• [Exercise set]
(a) Translate this sentence from the plasma operation text into Spanish: "Plasma is an electrically neutral, highly ionised substance consisting of electrons, positive ions and neutral particles."
(b) Rewrite the plasma operation text, beginning at the words "The first drawback" and stopping after "at each intersection.", with "glass" renamed to "quartz" wherever it occurs.
** Text follows **
Plasma operation
The principle of operation of a plasma pixel is closely related to that of the simple neon light. It has long been known that certain mixtures of gases such as neon, helium and xenon when subjected to a sufficiently strong electric voltage will break down into ‘plasma’ and what is known as plasma discharge occurs. Plasma is an electrically neutral, highly ionised substance consisting of electrons, positive ions and neutral particles. Being electrically neutral, it contains equal quantities of electrons and ions and is, by definition, a good conductor. Apart from conducting a current, plasma discharge converts a part of the electric energy into electromagnetic waves including ultra violet (UV) and visible light.
The first drawback of this simple plasma unit is the fact that the light emission from such a pixel is the familiar orange glow of neon signs. To overcome this, and produce colour, appropriate phosphors which emit dif- ferent colours when excited is used to cover the inside of the pixel. Ultraviolet rays generated by the discharge are then used to impact onto the phosphor coating to emit colour light as shown in Figure 10.3. To optimise the UV emission, the gas mixture is modified with the addition of xenon.
This process is used as the basis for a matrix of tiny pixel cells formed by an array of row and column electrodes placed within two glass substrates. In this type of construction, known as the matrix or double substrate plasma panel, the two electrodes are deposited in strips on two separate parallel glass plates with a discharge cell placed at each intersection.
This early design was modified to simplify manufacture, reduce cost and increase brightness. This is how the co-planar panel was born (Figure 10.4) in which the two electrodes, scan (Y) and common sustain (X or C) are placed on the same plane rather than facing each. The discharge thus occurs between two electrodes which are parallel to each other and are deposited on the same glass plate. A third electrode, the address or data electrode is added to ensure the discharge takes place perpendicular to the parallel electrodes and to determine which cell will suffer a discharge.
Figure 10.5 shows the construction of a coplanar pixel cell. The cells are separated by barrier ribs to prevent electrical and optical interaction (crosstalk) between the cells. The inside walls of the ribs are covered with a layer of phosphor. The electrodes are deposited on the front and rear glass plates: scan and sustain electrodes on the front and the address electrodes on the rear. The dielectric layer above the electrodes which is typically 20–25 Jlm thick protects the electrodes and provides a capacitive reactance in series with the cell which apart from acting as a current limiter, is crucial to the formation of the wall charge which acts as a tem- porary memory storing one-bit video data. This is followed by the MgO (Magnesium Oxide) layer to protect the dielectric. Its large secondary electron emission coefficient when bombarded by neon or helium ions helps to maintain a low plasma breakdown voltage. The final layer is the phosphor layer responsible for light emission.
** End of Text **
** Information given follows **
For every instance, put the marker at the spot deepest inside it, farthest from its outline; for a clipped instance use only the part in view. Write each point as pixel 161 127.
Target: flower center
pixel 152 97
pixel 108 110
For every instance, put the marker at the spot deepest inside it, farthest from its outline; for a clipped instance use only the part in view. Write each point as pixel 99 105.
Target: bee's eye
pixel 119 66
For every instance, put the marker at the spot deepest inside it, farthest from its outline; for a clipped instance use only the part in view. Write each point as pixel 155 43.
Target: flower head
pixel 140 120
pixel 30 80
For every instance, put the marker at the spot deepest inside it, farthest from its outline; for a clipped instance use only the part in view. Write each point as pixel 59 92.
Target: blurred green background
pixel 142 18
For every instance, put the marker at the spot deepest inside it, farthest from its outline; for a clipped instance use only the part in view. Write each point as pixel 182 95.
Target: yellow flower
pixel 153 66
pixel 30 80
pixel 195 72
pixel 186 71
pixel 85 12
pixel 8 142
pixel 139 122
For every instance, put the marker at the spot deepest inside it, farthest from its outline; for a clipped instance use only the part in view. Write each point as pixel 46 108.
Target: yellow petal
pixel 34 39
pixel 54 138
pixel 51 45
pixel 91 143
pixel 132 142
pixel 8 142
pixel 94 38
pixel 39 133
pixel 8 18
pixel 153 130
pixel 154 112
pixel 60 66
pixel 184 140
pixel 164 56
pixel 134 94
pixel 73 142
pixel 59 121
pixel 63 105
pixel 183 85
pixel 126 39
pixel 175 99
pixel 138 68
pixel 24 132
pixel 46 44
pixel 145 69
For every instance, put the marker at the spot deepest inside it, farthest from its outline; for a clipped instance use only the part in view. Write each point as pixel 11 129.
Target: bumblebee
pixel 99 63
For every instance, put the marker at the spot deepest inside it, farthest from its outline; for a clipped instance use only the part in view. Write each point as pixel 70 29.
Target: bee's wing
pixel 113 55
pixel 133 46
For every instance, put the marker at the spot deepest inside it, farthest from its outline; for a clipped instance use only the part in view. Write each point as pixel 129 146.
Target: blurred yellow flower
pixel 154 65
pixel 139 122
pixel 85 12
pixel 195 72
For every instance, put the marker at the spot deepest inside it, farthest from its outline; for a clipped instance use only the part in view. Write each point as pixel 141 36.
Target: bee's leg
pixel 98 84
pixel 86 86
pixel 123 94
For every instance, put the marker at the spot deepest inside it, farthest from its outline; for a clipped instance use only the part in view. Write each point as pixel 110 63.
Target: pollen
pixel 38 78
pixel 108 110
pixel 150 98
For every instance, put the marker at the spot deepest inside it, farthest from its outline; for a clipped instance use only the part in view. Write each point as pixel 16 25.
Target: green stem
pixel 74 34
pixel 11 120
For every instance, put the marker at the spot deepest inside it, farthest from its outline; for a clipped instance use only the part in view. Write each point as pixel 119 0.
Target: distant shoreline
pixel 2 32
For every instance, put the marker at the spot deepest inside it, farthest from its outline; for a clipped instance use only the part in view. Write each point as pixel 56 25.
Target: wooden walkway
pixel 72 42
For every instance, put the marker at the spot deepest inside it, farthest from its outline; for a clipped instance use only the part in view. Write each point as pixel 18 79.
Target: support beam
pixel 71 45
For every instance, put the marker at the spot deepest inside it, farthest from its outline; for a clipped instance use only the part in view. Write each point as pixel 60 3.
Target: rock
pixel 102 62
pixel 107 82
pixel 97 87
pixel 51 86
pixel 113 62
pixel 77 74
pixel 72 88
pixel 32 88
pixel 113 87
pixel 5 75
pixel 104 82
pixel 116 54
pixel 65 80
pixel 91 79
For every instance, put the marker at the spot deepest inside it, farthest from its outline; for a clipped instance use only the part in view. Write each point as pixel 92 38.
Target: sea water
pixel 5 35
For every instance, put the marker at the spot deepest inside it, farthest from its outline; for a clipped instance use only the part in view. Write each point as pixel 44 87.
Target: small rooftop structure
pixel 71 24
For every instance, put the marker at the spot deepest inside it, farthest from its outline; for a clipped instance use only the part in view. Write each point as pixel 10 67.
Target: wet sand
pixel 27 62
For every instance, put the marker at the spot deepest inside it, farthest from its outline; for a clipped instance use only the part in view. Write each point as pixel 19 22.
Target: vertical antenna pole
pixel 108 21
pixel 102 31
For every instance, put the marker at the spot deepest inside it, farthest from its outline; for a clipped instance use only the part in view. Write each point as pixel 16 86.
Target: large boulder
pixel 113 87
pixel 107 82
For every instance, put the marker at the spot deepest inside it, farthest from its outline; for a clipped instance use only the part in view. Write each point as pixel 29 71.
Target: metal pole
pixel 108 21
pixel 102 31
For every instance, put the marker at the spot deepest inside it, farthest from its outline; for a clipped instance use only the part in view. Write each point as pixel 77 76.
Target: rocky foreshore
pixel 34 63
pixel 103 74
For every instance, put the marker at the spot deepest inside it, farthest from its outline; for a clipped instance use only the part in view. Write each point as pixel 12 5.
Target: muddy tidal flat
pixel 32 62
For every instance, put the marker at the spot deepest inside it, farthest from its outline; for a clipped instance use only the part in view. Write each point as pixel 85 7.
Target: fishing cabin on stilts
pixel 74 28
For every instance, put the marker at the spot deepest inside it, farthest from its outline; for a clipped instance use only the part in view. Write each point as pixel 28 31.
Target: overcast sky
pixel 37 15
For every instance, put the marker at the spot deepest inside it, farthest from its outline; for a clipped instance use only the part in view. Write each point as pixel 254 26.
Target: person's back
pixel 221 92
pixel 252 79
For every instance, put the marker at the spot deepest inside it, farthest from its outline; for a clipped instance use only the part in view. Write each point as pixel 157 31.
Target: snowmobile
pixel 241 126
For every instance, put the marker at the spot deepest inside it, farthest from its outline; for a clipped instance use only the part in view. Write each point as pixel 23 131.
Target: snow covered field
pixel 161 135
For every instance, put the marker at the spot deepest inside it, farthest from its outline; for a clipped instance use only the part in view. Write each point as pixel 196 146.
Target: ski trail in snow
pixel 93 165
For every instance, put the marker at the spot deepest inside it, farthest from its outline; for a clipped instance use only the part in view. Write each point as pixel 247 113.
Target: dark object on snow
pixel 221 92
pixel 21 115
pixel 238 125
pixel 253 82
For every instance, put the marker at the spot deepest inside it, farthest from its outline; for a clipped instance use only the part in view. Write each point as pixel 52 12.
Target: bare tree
** End of Information given **
• [Answers]
(a) El plasma es una sustancia eléctricamente neutra y altamente ionizada que consta de electrones, iones positivos y partículas neutras.

(b)
The first drawback of this simple plasma unit is the fact that the light emission from such a pixel is the familiar orange glow of neon signs. To overcome this, and produce colour, appropriate phosphors which emit dif- ferent colours when excited is used to cover the inside of the pixel. Ultraviolet rays generated by the discharge are then used to impact onto the phosphor coating to emit colour light as shown in Figure 10.3. To optimise the UV emission, the gas mixture is modified with the addition of xenon.
This process is used as the basis for a matrix of tiny pixel cells formed by an array of row and column electrodes placed within two quartz substrates. In this type of construction, known as the matrix or double substrate plasma panel, the two electrodes are deposited in strips on two separate parallel quartz plates with a discharge cell placed at each intersection.